THE REQUEST
Show each line of the items below that contains the string "roadside".

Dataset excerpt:
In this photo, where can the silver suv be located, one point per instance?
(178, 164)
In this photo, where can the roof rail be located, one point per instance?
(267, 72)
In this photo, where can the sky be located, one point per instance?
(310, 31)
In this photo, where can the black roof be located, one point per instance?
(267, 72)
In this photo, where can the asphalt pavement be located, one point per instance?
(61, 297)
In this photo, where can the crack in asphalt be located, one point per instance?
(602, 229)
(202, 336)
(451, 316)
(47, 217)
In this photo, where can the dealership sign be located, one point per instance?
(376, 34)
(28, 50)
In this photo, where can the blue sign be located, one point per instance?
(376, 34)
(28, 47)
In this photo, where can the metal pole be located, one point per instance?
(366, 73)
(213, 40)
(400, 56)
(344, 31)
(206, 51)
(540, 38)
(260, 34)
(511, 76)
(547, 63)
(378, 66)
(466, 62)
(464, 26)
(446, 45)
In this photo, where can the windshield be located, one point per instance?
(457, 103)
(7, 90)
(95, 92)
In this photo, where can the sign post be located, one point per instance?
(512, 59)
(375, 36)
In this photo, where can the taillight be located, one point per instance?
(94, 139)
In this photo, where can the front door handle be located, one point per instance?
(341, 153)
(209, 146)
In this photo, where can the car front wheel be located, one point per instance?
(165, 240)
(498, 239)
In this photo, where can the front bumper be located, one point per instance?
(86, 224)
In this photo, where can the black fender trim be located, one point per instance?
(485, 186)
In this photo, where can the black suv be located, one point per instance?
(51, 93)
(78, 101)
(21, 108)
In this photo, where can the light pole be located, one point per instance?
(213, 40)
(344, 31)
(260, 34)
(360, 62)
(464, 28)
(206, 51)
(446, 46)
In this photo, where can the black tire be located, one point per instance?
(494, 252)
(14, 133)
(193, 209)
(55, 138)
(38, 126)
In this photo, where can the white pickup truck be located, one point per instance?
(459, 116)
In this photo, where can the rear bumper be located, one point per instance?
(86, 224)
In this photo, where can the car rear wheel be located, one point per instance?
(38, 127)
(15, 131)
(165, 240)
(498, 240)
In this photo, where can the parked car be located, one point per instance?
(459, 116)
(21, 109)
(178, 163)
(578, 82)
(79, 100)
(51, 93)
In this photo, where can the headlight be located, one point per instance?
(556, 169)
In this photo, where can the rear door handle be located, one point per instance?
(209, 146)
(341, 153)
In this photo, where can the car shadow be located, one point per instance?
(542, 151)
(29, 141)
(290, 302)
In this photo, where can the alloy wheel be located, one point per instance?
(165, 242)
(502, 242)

--

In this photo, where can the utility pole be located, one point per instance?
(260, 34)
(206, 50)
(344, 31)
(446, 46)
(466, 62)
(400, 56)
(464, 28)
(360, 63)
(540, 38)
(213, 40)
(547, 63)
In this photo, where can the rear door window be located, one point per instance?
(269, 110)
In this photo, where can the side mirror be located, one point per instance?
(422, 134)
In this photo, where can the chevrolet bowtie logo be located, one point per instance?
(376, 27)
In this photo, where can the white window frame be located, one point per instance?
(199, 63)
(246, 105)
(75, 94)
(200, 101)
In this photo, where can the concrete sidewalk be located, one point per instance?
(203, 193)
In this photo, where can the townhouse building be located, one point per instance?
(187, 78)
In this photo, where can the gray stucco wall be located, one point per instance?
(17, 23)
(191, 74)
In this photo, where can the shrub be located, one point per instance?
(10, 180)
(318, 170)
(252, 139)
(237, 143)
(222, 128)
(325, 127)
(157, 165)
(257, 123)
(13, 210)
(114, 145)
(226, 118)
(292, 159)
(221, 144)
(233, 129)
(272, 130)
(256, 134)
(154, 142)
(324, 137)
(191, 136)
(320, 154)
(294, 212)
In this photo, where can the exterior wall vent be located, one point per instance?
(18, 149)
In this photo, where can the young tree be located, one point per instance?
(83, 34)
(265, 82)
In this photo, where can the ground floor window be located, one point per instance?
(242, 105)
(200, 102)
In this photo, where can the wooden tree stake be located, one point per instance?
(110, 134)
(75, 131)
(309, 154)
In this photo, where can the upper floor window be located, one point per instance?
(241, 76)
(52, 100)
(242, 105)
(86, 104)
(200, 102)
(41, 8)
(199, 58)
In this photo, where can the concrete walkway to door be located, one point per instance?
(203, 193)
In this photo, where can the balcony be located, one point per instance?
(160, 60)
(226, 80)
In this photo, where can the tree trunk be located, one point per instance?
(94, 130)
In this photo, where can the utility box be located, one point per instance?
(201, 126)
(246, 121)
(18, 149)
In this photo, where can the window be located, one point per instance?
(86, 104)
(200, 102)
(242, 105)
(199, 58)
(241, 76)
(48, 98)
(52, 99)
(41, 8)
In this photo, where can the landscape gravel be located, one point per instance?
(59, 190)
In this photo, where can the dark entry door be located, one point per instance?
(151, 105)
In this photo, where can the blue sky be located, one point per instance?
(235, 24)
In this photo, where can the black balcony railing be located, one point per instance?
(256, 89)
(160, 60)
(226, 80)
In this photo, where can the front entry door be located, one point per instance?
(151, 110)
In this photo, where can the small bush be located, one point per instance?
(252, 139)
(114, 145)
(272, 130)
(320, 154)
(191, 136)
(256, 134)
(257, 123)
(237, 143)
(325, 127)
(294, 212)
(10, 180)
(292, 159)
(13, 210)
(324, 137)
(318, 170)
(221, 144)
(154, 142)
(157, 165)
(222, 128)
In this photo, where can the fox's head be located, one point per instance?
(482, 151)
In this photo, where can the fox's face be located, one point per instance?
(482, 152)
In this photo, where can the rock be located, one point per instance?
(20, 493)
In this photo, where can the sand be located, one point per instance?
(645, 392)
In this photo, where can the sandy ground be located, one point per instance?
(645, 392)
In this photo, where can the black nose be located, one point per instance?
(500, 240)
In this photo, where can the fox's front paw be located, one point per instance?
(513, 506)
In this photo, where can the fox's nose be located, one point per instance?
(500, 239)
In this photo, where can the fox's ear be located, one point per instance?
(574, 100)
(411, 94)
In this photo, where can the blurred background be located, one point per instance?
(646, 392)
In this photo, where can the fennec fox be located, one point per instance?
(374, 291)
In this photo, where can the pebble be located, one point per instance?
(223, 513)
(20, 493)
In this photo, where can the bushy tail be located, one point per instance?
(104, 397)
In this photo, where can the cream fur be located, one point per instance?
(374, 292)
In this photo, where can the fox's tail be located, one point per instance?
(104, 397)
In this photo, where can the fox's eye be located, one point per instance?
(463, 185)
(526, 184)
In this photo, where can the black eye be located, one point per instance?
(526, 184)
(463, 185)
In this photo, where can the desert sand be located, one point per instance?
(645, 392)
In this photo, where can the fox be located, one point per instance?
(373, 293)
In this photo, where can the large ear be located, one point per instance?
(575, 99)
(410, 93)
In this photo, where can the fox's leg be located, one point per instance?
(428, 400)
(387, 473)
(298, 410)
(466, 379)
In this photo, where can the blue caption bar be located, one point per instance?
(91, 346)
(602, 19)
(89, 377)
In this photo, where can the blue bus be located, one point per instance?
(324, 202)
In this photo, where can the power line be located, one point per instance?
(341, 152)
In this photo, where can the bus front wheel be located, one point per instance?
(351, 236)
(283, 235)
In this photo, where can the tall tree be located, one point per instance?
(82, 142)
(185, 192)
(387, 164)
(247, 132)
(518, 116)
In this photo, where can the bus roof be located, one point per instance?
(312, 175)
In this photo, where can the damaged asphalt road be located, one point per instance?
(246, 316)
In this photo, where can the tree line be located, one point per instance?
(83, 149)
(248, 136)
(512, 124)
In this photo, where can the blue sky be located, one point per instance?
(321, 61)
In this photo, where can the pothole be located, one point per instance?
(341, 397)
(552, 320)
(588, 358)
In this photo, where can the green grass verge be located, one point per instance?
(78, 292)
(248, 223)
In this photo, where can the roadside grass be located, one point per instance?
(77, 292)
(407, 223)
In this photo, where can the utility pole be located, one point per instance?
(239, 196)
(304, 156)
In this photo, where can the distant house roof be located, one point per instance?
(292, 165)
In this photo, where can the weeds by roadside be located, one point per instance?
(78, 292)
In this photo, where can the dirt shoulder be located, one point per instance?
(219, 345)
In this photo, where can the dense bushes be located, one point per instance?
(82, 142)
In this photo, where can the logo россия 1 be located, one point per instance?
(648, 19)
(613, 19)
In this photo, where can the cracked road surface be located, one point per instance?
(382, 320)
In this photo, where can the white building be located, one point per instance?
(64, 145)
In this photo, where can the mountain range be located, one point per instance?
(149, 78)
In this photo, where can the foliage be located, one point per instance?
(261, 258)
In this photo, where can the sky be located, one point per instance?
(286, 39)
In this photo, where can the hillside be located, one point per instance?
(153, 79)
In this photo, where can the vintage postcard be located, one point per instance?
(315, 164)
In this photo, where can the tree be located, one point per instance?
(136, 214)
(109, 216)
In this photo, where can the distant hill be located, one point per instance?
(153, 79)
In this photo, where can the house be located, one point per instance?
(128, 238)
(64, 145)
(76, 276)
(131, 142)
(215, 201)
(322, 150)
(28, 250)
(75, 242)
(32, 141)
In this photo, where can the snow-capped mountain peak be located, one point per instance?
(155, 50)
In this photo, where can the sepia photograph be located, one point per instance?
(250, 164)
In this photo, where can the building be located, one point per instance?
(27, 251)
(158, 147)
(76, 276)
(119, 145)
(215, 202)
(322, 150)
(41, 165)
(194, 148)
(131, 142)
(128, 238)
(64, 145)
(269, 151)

SOLUTION TO THIS TASK
In this photo, where can the roadside grass be located, one point per instance?
In this photo, where can the weeds by roadside be located, one point per instance?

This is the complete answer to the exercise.